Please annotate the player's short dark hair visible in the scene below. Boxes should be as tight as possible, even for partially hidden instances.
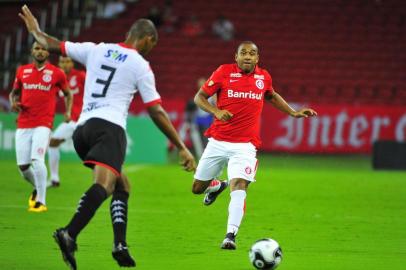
[128,19,158,41]
[237,40,259,53]
[31,40,48,51]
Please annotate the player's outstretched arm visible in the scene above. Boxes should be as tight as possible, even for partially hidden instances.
[265,91,317,118]
[194,89,233,121]
[8,89,22,112]
[148,104,196,172]
[18,5,61,53]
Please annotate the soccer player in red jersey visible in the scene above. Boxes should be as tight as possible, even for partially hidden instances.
[48,56,86,187]
[9,42,72,212]
[192,41,317,249]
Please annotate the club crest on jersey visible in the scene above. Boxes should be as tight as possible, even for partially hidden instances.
[69,75,78,87]
[255,80,265,90]
[227,89,262,100]
[104,50,128,63]
[42,74,52,82]
[230,73,242,78]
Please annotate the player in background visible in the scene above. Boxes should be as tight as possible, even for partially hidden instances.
[9,42,72,212]
[48,56,86,187]
[19,6,196,269]
[192,41,316,249]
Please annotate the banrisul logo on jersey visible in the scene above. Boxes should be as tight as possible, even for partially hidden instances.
[104,50,127,63]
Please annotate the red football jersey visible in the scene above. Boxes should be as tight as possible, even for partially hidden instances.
[13,63,68,128]
[67,69,86,122]
[202,64,273,148]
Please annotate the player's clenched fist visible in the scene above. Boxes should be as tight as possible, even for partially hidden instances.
[179,148,196,172]
[214,110,233,122]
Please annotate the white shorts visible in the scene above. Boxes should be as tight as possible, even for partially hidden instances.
[51,121,76,140]
[194,138,258,182]
[15,127,51,165]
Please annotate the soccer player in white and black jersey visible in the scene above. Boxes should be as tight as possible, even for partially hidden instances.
[19,6,196,269]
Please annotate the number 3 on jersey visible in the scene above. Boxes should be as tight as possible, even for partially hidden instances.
[92,65,116,98]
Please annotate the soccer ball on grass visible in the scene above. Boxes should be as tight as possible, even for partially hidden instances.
[249,238,282,270]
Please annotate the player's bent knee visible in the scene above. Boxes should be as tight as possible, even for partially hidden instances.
[230,178,250,191]
[49,139,65,147]
[116,174,131,193]
[18,164,30,172]
[192,179,210,194]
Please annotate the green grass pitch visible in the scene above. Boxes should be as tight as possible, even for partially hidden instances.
[0,155,406,270]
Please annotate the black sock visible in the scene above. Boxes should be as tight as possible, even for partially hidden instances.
[110,190,129,246]
[66,184,107,239]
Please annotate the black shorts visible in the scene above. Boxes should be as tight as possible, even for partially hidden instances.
[72,118,127,176]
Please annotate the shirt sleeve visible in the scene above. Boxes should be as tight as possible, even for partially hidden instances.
[61,41,96,66]
[13,67,21,89]
[137,70,161,107]
[57,69,69,90]
[202,66,224,96]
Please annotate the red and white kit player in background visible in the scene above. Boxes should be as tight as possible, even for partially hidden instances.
[48,56,86,187]
[9,42,72,212]
[192,41,316,249]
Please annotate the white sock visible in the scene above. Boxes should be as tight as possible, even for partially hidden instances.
[204,179,221,193]
[227,190,247,235]
[32,160,48,204]
[18,166,35,187]
[48,147,60,182]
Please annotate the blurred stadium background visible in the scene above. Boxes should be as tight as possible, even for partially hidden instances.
[0,0,406,270]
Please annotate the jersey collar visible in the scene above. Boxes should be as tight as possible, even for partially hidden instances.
[234,63,259,76]
[31,62,49,72]
[117,42,137,51]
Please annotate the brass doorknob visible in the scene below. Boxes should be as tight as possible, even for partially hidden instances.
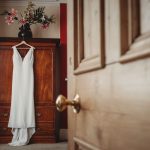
[56,94,80,113]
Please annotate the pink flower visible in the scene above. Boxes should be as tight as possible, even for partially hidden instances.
[42,23,49,29]
[10,8,18,17]
[5,15,14,25]
[19,18,27,25]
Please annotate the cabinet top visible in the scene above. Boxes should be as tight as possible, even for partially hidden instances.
[0,37,60,47]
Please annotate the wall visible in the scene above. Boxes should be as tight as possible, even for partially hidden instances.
[0,1,60,38]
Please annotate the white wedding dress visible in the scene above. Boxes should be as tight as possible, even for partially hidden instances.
[8,46,35,146]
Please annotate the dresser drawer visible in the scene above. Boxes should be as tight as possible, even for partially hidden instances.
[35,107,55,122]
[0,107,10,122]
[0,122,12,136]
[35,123,55,136]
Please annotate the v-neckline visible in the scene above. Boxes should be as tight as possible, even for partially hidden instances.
[14,46,33,63]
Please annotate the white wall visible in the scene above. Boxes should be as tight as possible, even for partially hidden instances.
[0,1,64,38]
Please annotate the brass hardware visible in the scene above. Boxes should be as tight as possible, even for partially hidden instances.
[56,94,80,113]
[37,113,41,117]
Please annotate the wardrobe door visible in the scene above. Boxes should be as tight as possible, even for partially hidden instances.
[0,38,58,143]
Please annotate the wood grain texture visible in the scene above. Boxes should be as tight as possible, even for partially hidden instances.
[68,0,150,150]
[0,38,58,143]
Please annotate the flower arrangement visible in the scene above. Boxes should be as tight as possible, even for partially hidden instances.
[1,1,55,29]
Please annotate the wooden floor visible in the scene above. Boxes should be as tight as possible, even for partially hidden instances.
[0,142,67,150]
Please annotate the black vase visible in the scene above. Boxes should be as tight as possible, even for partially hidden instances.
[18,23,32,40]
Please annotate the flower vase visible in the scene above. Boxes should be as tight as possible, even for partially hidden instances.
[18,23,32,40]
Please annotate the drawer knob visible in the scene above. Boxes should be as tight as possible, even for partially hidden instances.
[3,128,7,131]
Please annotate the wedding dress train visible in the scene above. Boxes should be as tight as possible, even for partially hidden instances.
[8,46,35,146]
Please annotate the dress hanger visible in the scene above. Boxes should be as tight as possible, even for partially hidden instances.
[14,40,35,49]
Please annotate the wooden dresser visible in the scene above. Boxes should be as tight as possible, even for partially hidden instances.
[0,38,59,143]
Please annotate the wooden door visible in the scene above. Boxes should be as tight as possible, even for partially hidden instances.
[0,38,59,143]
[68,0,150,150]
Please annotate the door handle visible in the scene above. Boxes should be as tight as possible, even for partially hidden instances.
[56,94,80,113]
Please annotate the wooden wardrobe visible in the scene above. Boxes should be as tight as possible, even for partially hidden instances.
[0,38,59,143]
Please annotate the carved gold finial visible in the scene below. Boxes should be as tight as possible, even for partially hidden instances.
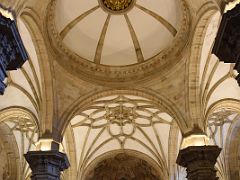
[99,0,135,14]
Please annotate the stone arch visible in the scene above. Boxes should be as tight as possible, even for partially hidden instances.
[55,89,186,142]
[186,3,219,131]
[20,8,56,136]
[81,150,166,180]
[0,106,39,179]
[205,98,240,180]
[59,89,182,177]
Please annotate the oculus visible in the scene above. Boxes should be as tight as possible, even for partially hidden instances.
[99,0,136,14]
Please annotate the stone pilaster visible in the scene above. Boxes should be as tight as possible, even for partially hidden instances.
[24,150,69,180]
[177,146,221,180]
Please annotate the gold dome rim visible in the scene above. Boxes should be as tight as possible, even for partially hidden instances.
[98,0,136,15]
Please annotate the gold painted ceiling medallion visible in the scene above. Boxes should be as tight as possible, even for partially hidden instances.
[100,0,135,14]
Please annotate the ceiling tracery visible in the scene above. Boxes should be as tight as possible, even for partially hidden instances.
[48,0,189,82]
[63,94,180,178]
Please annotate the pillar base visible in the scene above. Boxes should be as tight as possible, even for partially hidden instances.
[177,146,221,180]
[24,150,70,180]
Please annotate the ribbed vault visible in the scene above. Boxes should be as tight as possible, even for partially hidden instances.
[63,93,179,179]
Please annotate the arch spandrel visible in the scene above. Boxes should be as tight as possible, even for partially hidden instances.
[60,90,184,178]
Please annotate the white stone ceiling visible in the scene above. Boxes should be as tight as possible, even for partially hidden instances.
[55,0,181,66]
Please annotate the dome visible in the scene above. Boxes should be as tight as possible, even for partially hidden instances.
[48,0,188,81]
[56,0,181,66]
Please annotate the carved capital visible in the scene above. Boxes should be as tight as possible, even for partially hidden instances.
[177,146,221,180]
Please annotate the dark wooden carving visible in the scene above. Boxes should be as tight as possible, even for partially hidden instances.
[24,151,70,180]
[177,146,221,180]
[0,7,28,94]
[212,4,240,85]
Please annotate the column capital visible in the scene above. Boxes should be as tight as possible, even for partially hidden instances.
[24,150,70,180]
[177,146,221,180]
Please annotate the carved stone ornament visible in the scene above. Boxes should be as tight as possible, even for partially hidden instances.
[177,146,221,180]
[86,153,160,180]
[47,0,190,85]
[99,0,136,14]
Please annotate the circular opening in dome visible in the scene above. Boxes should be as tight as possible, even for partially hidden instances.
[98,0,136,14]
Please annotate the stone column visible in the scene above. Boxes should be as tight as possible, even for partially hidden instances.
[177,146,221,180]
[24,150,69,180]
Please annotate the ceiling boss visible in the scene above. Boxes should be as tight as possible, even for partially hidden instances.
[99,0,136,14]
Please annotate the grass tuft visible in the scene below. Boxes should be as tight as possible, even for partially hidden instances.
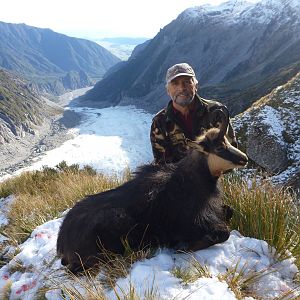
[0,162,126,243]
[223,174,300,268]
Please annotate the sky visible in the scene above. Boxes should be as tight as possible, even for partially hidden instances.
[0,0,257,39]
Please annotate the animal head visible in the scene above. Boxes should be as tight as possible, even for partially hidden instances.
[189,109,248,177]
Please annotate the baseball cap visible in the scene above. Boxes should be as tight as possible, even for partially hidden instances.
[166,63,196,83]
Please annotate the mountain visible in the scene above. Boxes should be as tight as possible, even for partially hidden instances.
[233,73,300,195]
[0,22,120,94]
[0,70,62,170]
[82,0,300,114]
[95,37,148,60]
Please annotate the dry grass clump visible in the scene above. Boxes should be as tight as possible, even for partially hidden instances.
[47,243,155,300]
[0,162,126,243]
[223,175,300,268]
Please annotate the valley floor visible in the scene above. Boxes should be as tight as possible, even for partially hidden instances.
[0,88,89,181]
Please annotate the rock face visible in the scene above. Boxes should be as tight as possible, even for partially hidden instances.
[246,106,288,174]
[0,70,58,145]
[79,0,300,114]
[233,73,300,189]
[0,22,120,94]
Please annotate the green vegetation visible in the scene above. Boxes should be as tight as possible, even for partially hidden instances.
[223,175,300,268]
[0,162,127,243]
[0,162,300,300]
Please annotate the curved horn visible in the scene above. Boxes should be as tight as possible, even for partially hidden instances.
[211,109,229,138]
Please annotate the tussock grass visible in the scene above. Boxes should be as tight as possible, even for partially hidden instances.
[223,175,300,268]
[0,162,127,243]
[51,243,155,300]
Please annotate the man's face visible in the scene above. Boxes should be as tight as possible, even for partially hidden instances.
[167,75,197,107]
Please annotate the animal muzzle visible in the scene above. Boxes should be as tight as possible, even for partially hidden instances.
[217,146,248,168]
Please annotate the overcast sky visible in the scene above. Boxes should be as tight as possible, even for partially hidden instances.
[0,0,258,38]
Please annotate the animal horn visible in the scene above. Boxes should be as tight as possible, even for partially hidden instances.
[211,109,229,138]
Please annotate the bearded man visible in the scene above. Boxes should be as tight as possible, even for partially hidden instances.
[150,63,237,164]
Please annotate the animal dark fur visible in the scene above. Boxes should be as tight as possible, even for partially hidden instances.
[57,150,232,271]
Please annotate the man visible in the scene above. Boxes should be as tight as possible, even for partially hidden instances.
[150,63,237,164]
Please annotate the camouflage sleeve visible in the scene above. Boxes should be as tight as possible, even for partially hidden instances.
[226,119,238,148]
[150,118,167,164]
[209,102,237,147]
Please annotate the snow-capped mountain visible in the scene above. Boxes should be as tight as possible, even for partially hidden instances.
[234,73,300,195]
[84,0,300,114]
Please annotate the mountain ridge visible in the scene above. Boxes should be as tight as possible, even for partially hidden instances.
[0,22,120,92]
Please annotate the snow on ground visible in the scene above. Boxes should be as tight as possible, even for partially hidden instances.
[0,98,298,300]
[0,106,153,180]
[0,218,298,300]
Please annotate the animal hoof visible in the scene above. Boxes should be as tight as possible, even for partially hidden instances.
[222,204,234,222]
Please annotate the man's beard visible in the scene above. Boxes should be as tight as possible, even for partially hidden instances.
[174,94,194,107]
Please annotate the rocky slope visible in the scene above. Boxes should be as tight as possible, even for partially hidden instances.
[0,70,63,171]
[0,22,120,94]
[233,73,300,195]
[79,0,300,114]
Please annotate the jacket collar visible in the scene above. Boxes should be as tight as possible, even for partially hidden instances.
[165,94,206,125]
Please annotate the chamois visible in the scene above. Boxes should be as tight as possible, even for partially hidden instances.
[57,110,247,272]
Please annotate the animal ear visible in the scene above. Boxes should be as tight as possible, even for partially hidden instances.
[187,139,205,153]
[210,109,229,139]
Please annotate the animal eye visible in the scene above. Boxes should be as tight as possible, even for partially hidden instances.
[216,145,225,151]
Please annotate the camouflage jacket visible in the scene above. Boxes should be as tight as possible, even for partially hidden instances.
[150,95,237,164]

» **EXERCISE**:
Rewrite the lines from the first one through the line containing "[31,40,48,51]", replacing "short dark hair" with "short black hair" and changing nothing else. Omit the pictures.

» **TASK ANSWER**:
Please annotate the player's short black hair visible in the scene below. Boxes should be as tight as possible, even for partially hidden instances.
[128,19,158,41]
[237,40,259,53]
[31,40,48,51]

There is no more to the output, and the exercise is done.